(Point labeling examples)

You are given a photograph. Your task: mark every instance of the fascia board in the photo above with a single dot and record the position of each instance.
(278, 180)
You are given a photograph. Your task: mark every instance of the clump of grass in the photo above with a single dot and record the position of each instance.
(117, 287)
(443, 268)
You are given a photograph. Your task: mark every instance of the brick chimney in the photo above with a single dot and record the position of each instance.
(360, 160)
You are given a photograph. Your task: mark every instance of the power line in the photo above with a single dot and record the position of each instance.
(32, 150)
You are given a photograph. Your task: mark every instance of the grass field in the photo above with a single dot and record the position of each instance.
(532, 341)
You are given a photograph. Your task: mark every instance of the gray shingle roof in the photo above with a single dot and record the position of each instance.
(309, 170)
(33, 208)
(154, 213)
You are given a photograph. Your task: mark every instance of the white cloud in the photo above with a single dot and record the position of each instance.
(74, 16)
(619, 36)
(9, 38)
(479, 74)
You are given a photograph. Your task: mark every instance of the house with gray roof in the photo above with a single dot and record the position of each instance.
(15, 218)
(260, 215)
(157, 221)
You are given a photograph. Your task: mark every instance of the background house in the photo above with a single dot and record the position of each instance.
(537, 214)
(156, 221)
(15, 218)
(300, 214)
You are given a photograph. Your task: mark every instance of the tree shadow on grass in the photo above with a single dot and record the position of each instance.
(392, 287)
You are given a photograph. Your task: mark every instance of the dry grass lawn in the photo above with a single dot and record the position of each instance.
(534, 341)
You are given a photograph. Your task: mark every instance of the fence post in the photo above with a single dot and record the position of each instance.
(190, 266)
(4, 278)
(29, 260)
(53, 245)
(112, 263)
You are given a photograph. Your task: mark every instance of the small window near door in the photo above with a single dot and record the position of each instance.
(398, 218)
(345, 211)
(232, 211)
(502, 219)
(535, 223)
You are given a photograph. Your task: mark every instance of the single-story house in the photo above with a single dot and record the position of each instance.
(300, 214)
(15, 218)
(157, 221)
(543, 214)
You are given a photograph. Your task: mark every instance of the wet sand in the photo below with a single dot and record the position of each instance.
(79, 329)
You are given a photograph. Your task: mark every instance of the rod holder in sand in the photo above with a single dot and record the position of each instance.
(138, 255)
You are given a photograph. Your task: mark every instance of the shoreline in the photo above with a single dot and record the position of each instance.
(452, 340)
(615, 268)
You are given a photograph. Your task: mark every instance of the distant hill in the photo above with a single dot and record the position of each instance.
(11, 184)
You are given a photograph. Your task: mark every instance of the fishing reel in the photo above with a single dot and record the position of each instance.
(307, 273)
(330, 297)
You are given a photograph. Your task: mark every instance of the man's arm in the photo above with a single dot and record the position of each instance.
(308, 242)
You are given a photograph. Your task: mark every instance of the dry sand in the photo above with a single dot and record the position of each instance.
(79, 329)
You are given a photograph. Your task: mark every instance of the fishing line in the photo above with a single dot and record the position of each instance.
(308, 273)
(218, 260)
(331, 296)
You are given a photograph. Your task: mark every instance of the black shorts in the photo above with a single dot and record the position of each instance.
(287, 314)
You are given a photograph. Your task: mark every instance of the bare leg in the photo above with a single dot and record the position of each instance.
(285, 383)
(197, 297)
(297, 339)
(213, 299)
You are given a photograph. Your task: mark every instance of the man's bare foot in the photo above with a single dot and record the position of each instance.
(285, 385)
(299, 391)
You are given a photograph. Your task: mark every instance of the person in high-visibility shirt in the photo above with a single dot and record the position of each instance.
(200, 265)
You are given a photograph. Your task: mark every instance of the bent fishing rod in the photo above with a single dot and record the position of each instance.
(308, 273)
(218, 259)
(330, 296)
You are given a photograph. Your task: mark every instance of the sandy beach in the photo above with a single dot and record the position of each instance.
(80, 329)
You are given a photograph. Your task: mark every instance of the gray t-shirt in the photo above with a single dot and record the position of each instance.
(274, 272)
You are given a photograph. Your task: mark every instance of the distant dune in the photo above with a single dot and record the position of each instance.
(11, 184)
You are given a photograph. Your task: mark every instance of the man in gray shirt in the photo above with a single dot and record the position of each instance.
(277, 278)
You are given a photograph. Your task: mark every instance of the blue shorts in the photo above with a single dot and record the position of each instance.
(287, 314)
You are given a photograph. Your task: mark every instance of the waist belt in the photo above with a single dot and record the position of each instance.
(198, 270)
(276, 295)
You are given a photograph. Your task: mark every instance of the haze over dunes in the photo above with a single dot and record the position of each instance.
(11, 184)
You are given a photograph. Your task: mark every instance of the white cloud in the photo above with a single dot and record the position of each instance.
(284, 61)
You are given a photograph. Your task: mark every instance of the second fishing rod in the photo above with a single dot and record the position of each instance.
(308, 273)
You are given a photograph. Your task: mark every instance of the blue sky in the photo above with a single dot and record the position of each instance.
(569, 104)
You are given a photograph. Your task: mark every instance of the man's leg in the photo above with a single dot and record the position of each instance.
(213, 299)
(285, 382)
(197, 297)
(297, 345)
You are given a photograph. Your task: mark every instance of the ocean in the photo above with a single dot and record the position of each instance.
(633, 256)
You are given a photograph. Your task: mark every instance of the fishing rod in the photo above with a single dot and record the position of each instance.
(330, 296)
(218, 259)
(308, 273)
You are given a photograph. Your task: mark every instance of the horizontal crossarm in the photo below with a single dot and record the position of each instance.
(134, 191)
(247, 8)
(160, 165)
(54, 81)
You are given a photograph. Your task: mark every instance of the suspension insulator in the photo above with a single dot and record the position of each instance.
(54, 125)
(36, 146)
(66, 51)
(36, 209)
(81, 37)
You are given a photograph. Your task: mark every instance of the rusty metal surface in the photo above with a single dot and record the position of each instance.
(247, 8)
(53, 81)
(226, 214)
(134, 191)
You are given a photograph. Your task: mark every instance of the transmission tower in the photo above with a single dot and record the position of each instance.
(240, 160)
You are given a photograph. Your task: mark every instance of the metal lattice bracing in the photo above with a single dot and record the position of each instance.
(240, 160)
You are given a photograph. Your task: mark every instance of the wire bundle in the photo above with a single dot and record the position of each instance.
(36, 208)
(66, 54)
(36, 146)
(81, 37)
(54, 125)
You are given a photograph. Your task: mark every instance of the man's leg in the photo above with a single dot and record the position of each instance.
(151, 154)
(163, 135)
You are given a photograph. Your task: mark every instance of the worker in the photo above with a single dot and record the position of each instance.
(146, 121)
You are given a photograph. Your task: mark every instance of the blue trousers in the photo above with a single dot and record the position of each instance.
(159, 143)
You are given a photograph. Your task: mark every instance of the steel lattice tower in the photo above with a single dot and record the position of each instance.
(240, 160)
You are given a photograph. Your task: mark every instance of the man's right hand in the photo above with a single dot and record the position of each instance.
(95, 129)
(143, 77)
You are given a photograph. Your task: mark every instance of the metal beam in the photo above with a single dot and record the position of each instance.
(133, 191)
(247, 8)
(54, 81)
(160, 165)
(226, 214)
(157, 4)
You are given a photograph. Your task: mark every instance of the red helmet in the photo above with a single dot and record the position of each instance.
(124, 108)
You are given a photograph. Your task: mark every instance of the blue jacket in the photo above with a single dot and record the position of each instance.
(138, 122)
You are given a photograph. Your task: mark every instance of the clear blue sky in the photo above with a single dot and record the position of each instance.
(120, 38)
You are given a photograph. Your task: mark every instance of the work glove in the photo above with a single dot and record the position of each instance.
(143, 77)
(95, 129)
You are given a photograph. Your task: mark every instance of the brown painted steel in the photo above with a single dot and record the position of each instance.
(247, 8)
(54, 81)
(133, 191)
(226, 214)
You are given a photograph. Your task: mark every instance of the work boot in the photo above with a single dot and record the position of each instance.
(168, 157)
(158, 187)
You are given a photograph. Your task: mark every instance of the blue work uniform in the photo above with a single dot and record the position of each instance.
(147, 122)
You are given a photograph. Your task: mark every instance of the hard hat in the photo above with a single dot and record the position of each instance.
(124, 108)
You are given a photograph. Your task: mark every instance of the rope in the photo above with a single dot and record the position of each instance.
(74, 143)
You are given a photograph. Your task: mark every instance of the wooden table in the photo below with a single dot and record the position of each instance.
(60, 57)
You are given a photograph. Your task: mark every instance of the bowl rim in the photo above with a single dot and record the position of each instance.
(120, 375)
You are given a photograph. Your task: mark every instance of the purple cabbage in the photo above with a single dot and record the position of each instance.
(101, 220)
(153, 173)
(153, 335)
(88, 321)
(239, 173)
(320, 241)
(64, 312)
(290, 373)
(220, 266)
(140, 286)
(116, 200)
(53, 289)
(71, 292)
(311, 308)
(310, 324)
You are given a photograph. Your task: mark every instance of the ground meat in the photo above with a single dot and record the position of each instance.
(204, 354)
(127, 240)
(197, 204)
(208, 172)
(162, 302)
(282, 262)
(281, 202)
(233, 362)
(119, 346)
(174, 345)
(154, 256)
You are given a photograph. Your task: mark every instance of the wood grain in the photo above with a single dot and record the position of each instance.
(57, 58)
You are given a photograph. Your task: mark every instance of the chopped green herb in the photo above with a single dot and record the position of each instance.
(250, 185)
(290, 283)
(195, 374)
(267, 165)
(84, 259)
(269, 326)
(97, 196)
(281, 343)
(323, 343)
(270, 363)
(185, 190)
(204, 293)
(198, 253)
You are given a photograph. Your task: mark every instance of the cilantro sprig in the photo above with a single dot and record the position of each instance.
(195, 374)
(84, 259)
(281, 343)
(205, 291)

## [Stated exercise]
Edit the lines starting at the one containing "of the cilantro" and ending at the last line, changing "cilantro sprig" to "herb sprig" and keeping everything else the same.

## [Task answer]
You are given a photograph. Your task: mark every instance of the herb sprig in the photo above with a single dot and record the position of each instance.
(195, 374)
(84, 259)
(281, 343)
(205, 291)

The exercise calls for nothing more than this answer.